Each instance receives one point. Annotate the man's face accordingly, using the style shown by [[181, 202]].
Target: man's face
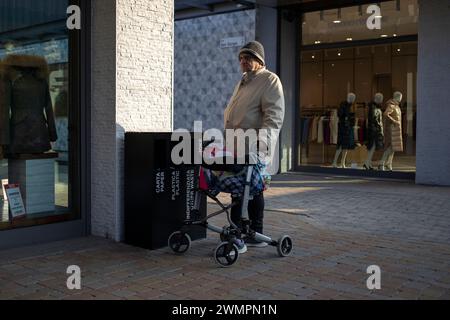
[[248, 62]]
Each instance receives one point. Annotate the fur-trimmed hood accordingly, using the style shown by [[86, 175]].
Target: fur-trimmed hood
[[9, 65]]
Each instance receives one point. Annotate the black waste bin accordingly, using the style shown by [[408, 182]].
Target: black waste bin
[[158, 195]]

## PROBLEM DETAILS
Type out all of the records exactly, leaving out any picture.

## WRITTEN RESPONSE
Each instance receives one point. Annotate the man's face accordingly, using the style shown by [[181, 202]].
Target: man's face
[[248, 62]]
Each instance receives one point. Annotate the fur-trimmed hood accordingly, using the style shown by [[86, 175]].
Target: fur-trimmed hood
[[9, 65]]
Each instance receives one point. Annotate the black waste bin accordingly, using the style shown by [[408, 182]].
Target: black waste bin
[[158, 195]]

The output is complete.